Dataset entries
+===+

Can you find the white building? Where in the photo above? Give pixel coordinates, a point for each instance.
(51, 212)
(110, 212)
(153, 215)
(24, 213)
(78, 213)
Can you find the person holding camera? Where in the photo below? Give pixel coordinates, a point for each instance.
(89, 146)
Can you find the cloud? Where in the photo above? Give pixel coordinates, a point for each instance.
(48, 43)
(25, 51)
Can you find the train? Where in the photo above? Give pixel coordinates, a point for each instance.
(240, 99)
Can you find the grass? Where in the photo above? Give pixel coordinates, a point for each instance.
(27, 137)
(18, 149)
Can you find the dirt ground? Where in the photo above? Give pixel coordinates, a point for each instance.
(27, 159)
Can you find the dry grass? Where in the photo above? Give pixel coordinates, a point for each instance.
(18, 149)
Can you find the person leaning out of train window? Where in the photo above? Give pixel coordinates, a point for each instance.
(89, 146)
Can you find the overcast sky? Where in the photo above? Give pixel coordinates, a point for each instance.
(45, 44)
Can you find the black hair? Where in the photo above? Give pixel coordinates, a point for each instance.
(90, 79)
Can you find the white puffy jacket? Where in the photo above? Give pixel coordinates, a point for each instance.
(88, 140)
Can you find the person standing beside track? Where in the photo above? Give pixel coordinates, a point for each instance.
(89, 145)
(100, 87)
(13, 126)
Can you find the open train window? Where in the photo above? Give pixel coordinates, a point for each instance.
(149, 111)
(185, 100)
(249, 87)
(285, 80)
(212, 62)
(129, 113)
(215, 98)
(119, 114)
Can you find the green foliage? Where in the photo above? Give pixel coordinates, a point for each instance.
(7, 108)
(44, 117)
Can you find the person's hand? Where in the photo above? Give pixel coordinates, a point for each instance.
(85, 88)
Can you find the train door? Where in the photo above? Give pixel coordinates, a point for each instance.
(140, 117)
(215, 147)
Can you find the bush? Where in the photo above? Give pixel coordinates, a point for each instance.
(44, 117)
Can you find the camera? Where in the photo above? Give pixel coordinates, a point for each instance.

+===+

[Goal]: Can you reproduce the entire listing above, line for line, with no changes?

[Written solution]:
Can you find the white building? Where in the photo above? Give pixel coordinates, a point for each instance.
(51, 212)
(110, 212)
(153, 215)
(24, 213)
(78, 213)
Can you find the person holding camera? Where in the photo below? Give pixel coordinates, a point for each instance.
(89, 146)
Can you find the cloud? Where in the photo above? Give pixel coordinates, a point for each instance.
(48, 43)
(25, 51)
Can you find the train? Where in the photo above? Give pixel coordinates, a point for each instance.
(240, 99)
Can you find the grass? Where in the photo above? Give pixel coordinates, a point for each instance.
(27, 137)
(18, 149)
Can you find the dirt ground? Where in the photo above? Give pixel coordinates, a point for each instance.
(27, 159)
Can you find the dry grass? Where in the photo above? Give pixel coordinates, a point for each instance.
(18, 149)
Can you find the person leaning out of train window? Where in the photo above? Give pixel coordinates, a point for each instance.
(89, 146)
Can you find the overcast sky? Where in the photo above? Give pixel coordinates, a point for each instance.
(45, 44)
Can you find the black hair? Where in the photo above? Give pixel coordinates, a point for each instance.
(90, 79)
Can you find the white puffy jacket? Where in the photo above? Give pixel coordinates, a point for each instance.
(88, 140)
Can you find the person standing beside track? Where in the photo above? Give pixel coordinates, a point for each instance.
(89, 145)
(100, 87)
(13, 126)
Can you find the open train window? Where in the photo above? Give pixel coordinates, a point for each instance.
(149, 111)
(185, 100)
(249, 87)
(285, 80)
(212, 62)
(129, 113)
(215, 98)
(119, 114)
Can you find the green foliage? Where in the photo above? Give pixel coordinates, a point for each instance.
(7, 108)
(44, 117)
Can you find the person's hand? Where in the photo above? Give pixel coordinates, a point for each instance.
(85, 88)
Can you find the train door? Where in the photo above? Give pixel coordinates, a point for each instance.
(140, 117)
(215, 147)
Can you find the bush? Where in the photo above? Give pixel coordinates, a point for each instance.
(44, 117)
Can you find the camera? Where in the photo above? Give pixel coordinates, a point for each instance.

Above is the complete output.